Segment Open

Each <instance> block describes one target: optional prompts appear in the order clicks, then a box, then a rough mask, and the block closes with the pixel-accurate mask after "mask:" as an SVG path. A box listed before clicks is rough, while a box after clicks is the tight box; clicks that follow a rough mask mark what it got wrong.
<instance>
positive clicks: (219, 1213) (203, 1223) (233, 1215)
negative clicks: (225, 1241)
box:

Segment Closed
Segment Open

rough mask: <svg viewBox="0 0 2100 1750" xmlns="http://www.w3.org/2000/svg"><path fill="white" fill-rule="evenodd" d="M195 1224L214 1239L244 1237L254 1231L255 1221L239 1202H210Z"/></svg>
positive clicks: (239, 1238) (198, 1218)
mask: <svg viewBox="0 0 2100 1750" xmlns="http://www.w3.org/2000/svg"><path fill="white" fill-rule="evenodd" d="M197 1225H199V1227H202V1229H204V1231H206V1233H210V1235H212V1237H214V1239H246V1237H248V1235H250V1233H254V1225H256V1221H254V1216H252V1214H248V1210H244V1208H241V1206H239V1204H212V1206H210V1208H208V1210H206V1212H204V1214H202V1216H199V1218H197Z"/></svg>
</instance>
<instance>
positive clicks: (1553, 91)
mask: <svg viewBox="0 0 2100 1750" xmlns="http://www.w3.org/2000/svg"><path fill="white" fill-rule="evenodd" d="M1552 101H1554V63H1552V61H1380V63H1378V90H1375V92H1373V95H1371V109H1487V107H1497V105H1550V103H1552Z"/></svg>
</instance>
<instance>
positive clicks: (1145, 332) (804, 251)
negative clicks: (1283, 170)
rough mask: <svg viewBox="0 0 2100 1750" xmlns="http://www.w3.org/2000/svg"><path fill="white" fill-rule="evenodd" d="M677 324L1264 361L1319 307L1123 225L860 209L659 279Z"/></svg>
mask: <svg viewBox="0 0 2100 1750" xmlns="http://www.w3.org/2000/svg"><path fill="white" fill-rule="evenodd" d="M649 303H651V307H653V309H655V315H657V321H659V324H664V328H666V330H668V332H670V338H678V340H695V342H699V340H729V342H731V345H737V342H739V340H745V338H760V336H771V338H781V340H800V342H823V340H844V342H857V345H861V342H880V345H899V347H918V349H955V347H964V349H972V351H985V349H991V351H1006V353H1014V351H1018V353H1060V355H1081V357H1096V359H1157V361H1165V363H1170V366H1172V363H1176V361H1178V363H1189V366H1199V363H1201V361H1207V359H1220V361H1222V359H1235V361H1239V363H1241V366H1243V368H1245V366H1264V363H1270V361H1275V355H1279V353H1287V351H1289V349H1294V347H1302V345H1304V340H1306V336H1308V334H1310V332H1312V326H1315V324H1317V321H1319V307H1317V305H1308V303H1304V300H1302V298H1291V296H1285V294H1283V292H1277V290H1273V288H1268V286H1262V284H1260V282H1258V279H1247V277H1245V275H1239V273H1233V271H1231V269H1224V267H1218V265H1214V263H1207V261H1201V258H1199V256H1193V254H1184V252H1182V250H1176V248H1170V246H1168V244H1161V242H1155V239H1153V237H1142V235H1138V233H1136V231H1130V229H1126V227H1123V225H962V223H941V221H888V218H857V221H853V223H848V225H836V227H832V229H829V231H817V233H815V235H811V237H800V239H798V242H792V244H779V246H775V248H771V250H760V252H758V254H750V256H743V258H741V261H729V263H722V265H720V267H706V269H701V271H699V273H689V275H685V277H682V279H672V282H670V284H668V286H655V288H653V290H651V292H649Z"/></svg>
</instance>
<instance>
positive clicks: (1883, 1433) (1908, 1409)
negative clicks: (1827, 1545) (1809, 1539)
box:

Segment Closed
Segment Open

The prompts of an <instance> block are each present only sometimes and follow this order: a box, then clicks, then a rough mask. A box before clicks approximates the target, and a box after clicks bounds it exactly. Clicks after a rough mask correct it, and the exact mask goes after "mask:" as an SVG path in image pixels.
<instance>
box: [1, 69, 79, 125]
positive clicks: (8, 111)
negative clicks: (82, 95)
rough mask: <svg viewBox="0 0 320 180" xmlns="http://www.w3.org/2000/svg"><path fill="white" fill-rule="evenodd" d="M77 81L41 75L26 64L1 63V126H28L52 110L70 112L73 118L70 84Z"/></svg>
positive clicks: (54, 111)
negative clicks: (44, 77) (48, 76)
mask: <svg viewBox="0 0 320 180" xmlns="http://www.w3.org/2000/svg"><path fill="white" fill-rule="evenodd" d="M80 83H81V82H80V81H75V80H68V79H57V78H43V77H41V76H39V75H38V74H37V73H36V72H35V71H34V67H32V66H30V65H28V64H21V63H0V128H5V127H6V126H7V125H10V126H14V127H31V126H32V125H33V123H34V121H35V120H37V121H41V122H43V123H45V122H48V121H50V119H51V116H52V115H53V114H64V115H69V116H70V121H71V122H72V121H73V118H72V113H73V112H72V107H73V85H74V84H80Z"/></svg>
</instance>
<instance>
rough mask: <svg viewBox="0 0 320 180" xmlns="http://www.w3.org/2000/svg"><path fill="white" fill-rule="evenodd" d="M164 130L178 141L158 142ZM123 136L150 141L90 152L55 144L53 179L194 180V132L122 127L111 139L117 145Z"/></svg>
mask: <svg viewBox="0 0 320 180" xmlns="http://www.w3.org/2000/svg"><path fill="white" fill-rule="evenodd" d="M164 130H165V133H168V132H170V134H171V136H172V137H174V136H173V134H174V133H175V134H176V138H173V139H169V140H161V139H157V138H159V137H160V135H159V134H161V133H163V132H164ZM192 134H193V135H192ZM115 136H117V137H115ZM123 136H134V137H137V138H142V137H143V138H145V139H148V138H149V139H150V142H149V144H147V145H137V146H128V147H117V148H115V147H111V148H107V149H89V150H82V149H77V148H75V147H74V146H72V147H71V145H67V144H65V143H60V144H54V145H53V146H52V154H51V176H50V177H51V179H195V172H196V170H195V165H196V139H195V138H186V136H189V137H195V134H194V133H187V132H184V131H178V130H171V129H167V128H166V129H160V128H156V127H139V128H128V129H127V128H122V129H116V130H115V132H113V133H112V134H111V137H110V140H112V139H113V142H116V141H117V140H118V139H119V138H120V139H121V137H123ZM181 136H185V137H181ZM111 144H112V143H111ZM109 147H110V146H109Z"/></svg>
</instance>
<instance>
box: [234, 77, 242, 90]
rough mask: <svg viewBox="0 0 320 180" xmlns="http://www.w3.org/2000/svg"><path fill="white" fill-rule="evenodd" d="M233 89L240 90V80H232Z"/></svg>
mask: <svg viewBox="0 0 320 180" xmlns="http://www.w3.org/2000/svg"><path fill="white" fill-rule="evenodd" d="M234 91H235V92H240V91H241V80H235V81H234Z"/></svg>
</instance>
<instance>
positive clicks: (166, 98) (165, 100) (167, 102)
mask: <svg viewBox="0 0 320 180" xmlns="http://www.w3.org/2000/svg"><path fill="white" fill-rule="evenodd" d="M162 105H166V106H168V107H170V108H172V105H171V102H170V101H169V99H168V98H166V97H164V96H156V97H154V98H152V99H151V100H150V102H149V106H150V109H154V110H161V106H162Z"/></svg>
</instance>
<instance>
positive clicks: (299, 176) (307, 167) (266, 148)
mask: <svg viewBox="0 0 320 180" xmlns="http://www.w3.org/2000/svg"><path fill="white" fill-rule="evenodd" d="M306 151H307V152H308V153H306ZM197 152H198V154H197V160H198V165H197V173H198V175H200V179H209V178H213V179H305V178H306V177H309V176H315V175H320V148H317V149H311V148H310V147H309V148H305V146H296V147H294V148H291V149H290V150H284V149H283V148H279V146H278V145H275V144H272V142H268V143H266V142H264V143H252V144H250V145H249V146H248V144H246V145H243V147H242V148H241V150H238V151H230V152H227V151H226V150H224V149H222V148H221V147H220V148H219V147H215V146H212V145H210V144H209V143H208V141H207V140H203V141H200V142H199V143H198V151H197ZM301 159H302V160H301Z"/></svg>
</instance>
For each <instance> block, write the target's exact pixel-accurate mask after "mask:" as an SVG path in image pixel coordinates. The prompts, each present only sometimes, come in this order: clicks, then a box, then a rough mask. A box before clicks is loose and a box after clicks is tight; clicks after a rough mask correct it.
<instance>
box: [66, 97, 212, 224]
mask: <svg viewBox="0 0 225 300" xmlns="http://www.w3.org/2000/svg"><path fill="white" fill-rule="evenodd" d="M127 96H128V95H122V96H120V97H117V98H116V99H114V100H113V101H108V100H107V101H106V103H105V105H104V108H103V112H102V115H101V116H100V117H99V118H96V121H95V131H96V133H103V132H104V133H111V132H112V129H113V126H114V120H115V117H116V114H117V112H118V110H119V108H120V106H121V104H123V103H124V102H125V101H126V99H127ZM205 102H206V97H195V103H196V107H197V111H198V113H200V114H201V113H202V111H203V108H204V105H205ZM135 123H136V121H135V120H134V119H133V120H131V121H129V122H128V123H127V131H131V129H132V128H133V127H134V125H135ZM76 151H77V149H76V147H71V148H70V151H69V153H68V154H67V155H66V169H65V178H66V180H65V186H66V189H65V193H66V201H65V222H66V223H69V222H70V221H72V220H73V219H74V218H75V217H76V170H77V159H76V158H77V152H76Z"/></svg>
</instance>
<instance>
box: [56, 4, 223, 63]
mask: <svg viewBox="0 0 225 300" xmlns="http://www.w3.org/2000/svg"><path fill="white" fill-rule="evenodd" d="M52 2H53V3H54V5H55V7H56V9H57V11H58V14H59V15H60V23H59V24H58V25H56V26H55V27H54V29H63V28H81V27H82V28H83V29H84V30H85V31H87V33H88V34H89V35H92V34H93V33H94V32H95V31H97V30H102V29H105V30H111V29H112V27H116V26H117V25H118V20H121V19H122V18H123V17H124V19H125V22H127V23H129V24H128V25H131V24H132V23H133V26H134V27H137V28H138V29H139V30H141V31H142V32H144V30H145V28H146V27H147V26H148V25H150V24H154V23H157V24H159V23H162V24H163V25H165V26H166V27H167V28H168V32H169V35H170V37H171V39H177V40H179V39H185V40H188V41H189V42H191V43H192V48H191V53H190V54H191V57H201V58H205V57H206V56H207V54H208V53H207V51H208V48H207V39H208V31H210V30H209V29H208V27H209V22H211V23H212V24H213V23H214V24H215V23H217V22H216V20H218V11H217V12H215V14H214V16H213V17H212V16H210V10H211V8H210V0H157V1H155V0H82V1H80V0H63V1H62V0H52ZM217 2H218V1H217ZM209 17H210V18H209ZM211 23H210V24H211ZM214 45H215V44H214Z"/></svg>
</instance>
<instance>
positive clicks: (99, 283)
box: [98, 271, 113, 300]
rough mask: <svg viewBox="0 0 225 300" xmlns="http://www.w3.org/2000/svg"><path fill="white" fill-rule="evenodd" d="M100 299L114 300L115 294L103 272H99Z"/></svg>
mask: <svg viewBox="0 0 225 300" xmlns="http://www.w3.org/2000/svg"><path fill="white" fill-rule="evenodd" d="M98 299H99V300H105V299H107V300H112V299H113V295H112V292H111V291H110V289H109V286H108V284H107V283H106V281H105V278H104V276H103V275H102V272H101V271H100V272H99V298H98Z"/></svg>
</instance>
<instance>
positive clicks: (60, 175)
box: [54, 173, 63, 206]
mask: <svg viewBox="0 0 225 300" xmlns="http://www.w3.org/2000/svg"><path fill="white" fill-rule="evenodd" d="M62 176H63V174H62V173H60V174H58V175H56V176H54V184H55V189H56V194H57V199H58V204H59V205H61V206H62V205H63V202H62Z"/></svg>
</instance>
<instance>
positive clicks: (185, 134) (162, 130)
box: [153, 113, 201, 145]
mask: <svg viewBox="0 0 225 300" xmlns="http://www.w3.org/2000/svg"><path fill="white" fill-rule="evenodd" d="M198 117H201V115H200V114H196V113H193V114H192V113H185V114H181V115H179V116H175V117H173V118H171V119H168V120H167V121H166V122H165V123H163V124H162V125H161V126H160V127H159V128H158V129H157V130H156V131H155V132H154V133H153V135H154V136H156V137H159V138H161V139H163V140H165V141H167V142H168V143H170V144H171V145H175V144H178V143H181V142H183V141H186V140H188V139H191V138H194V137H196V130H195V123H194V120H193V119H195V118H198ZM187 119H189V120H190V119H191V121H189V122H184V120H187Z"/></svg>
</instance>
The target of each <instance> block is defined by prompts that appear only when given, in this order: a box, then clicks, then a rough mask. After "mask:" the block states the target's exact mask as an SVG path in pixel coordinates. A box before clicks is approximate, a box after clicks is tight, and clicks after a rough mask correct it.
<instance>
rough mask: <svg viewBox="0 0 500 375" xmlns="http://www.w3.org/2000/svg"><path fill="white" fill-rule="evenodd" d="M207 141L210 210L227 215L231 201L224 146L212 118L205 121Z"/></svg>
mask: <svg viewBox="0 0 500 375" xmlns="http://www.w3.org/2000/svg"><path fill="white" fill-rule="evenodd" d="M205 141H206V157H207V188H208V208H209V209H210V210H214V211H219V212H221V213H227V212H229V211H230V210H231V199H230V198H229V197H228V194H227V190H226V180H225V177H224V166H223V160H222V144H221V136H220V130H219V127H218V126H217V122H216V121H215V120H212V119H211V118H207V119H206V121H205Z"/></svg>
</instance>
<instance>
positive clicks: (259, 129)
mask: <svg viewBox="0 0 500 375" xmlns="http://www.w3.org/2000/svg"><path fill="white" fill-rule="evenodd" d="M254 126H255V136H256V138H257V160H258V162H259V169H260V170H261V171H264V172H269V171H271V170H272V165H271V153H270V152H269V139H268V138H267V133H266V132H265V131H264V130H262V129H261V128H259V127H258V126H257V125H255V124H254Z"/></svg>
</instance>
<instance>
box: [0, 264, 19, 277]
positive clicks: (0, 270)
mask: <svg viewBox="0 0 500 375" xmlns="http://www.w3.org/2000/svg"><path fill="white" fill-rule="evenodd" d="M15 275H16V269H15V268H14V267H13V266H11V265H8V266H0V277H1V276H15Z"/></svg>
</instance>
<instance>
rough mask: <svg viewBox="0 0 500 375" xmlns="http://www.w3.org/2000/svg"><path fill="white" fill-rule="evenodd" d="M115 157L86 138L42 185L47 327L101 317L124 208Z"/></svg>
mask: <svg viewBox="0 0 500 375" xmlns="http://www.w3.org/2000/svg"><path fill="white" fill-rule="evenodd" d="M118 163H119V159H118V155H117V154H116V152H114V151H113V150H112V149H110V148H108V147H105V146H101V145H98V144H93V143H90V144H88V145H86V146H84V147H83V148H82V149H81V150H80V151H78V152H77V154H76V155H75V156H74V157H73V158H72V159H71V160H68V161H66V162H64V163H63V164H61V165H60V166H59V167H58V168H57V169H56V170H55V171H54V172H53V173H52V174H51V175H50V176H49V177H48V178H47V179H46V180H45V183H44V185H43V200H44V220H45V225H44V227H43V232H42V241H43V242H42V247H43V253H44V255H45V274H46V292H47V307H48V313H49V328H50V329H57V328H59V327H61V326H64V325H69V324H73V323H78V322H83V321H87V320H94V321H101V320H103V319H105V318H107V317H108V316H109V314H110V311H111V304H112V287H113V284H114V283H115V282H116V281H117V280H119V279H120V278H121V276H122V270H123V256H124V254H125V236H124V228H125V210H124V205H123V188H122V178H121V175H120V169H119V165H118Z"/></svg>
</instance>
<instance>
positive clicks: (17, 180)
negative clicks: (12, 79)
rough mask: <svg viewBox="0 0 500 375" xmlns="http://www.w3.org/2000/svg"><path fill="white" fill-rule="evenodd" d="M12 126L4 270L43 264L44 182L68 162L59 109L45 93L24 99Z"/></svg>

Segment Closed

- WHAT THE TASK ASKS -
Output, from the data above, the lines from the line with "negative clicks: (44, 77) (48, 76)" to the line with "box: [234, 77, 242, 90]" exactly as they stand, both ends included and nothing else.

- ANSWER SECTION -
negative clicks: (44, 77) (48, 76)
mask: <svg viewBox="0 0 320 180" xmlns="http://www.w3.org/2000/svg"><path fill="white" fill-rule="evenodd" d="M80 83H81V82H80V81H75V80H68V79H57V78H43V77H41V76H39V75H38V74H37V73H36V72H35V71H34V67H32V66H30V65H28V64H21V63H0V128H5V127H6V126H7V125H10V126H14V127H31V126H32V125H33V123H34V121H35V120H37V121H41V122H43V123H45V122H48V121H50V119H51V116H52V115H53V114H64V115H69V116H70V121H71V122H72V121H73V118H72V113H73V112H72V107H73V85H74V84H80Z"/></svg>
</instance>
<instance>
rough mask: <svg viewBox="0 0 320 180" xmlns="http://www.w3.org/2000/svg"><path fill="white" fill-rule="evenodd" d="M164 130L178 141L158 142ZM123 136L150 141L90 152L55 144L53 179L194 180V132L122 127L111 139L117 145Z"/></svg>
mask: <svg viewBox="0 0 320 180" xmlns="http://www.w3.org/2000/svg"><path fill="white" fill-rule="evenodd" d="M164 130H165V133H168V132H170V134H171V136H172V137H174V136H173V134H174V133H175V134H176V138H173V139H169V140H161V139H157V138H159V137H160V135H159V134H161V133H163V132H164ZM192 134H193V135H192ZM115 136H117V137H115ZM123 136H134V137H137V138H142V137H143V138H145V139H148V138H149V139H150V142H149V144H147V145H137V146H128V147H117V148H115V147H111V148H107V149H89V150H82V149H77V148H75V147H74V146H72V147H71V145H67V144H65V143H60V144H54V145H53V146H52V154H51V176H50V177H51V179H195V172H196V170H195V165H196V139H195V138H186V136H189V137H195V134H194V133H187V132H184V131H178V130H171V129H167V128H166V129H160V128H156V127H139V128H128V129H127V128H122V129H116V130H115V132H113V133H112V134H111V137H110V140H112V139H113V142H116V141H117V140H118V139H119V138H120V139H121V137H123ZM181 136H185V137H181ZM111 144H112V143H111ZM109 147H110V146H109Z"/></svg>
</instance>
<instance>
box: [234, 77, 242, 90]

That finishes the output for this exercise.